━━━ Extract provided ━━━

Michael Glavassevich
XML Technologies and WAS Development
IBM Toronto Lab
E-mail: mrglavas@ca.ibm.com
E-mail: mrglavas@apache.org


---------------------------------------------------------------------
To unsubscribe, e-mail: j-users-unsubscribe@xerces.apache.org
For additional commands, e-mail: j-users-help@xerces.apache.org


Re: RegularExpression 'X' option oddity

Posted by Jernej Tuljak <je...@gmail.com>.
We did not attempt to use a newer version of Xerces-j before, since we did
not want to break the Xalan-j distribution we are using. Not sure if it's
license even supports doing that and having two JARs of the same thing on
classpath didn't seem like a good idea.

Anyways, we can use RegularExpression in a way that suits our use case now.
I only wanted to point out that it started behaving in an undefined way
when an undefined option was used. I would have expected an unchecked
exception being thrown or some sort of other kind of a warning for such
cases even if this class is not supposed to be a part of public API.

Since (if I understood correctly) the example I posted works fine for you,
this issue might have been mended in the past, so this thread became
irrelevant as soon as you mentioned that.. :P

Thanks, Jernej


2013/8/14 Michael Glavassevich <mr...@ca.ibm.com>

> Hi Jernej,
>
> Jernej Tuljak <je...@gmail.com> wrote on 08/14/2013 03:41:17 AM:
>
> > Hi,
> >
> > we're abusing org.apache.xerces.impl.xpath.regex.RegularExpression
>
> Yep. :-)
>
> > to validate XSD flavor regular expression strings and later matching
> > test strings against them. It seemingly worked, until someone tried
> > to use a very specific regex.
> >
> > Here's the code:
> >
> >     import org.apache.xerces.impl.xpath.regex.RegularExpression;
> >
> >     public class XercesRegexTest {
> >
> >         public static void main(String[] args) {
> >             String regexString = "([a-zA-Z][^ ]*)";
> >             RegularExpression regex = new RegularExpression(regexString,
> "x");
> >             System.out.println(regex.toString());
> >         }
> >
> >     }
> >
> > The `x` option is supposed to make the regex engine conform to XSD
> > regular expressions.
>
> Only 'X' does that. That is the only option which Xerces uses internally.
>
> > But if you run this code, you'll end up with
> >
> >     Exception in thread "main"

━━━

§ Goals:
A. Retype the passage from the Xerces regex thread word for word, from "Posted by Jernej" up to and including "use case now.".
B. Continue the mailing-list thread about the Xerces RegularExpression 'X' option, picking up right after its last words.

━━━ Extracted records ━━━

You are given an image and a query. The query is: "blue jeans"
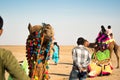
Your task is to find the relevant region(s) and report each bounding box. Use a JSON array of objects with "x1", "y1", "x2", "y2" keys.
[{"x1": 69, "y1": 70, "x2": 87, "y2": 80}]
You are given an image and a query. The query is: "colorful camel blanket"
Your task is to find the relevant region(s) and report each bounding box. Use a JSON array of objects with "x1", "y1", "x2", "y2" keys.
[{"x1": 88, "y1": 49, "x2": 113, "y2": 77}]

━━━

§ Task-by-task answers:
A.
Posted by Jernej Tuljak <je...@gmail.com>.
We did not attempt to use a newer version of Xerces-j before, since we did
not want to break the Xalan-j distribution we are using. Not sure if it's
license even supports doing that and having two JARs of the same thing on
classpath didn't seem like a good idea.

Anyways, we can use RegularExpression in a way that suits our use case now.

B.
> > org.apache.xerces.impl.xpath.regex.ParseException: Unexpected end of
> > the pattern in a character class.
> >         at org.apache.xerces.impl.xpath.regex.RegexParser.ex(Unknown
> Source)
> >         at
> > org.apache.xerces.impl.xpath.regex.RegexParser.parseCharacterClass
> > (Unknown Source)
> >         at org.apache.xerces.impl.xpath.regex.RegexParser.parseAtom
> > (Unknown Source)
> >         at
> > org.apache.xerces.impl.xpath.regex.RegexParser.parseFactor(Unknown
> Source)
> >         at org.apache.xerces.impl.xpath.regex.RegexParser.parseTerm
> > (Unknown Source)
> >         at org.apache.xerces.impl.xpath.regex.RegexParser.parseRegex
> > (Unknown Source)
> >         at
> > org.apache.xerces.impl.xpath.regex.RegexParser.processParen(Unknown
> Source)
> >         at org.apache.xerces.impl.xpath.regex.RegexParser.parseAtom
> > (Unknown Source)
> >         at
> > org.apache.xerces.impl.xpath.regex.RegexParser.parseFactor(Unknown
> Source)
> >         at org.apache.xerces.impl.xpath.regex.RegexParser.parseTerm
> > (Unknown Source)
> >         at org.apache.xerces.impl.xpath.regex.RegexParser.parseRegex
> > (Unknown Source)
> >         at org.apache.xerces.impl.xpath.regex.RegexParser.parse
> > (Unknown Source)
> >         at
> > org.apache.xerces.impl.xpath.regex.RegularExpression.setPattern
> > (Unknown Source)
> >         at
> > org.apache.xerces.impl.xpath.regex.RegularExpression.setPattern
> > (Unknown Source)
> >         at
> > org.apache.xerces.impl.xpath.regex.RegularExpression.<init>(Unknown
> Source)
> >         at com.mgsoft.testing.regex.XercesRegexTest.main
> > (XercesRegexTest.java:9)
> >     Java Result: 1
> >
> > It first looked like a bug in Xerces' regular expression parser, but
> > after re-reading the documentation (http://xerces.apache.org/xerces-
> > j/apiDocs/org/apache/xerces/utils/regex/RegularExpression.html) of
> > this class, I found out that the `x` option should actually be `X`
> > (upper case).
>
> The docs for that class probably haven't changed much over the years but
> worth pointing out that that's the Xerces-J 1.x documentation not Xerces-J
> 2.x.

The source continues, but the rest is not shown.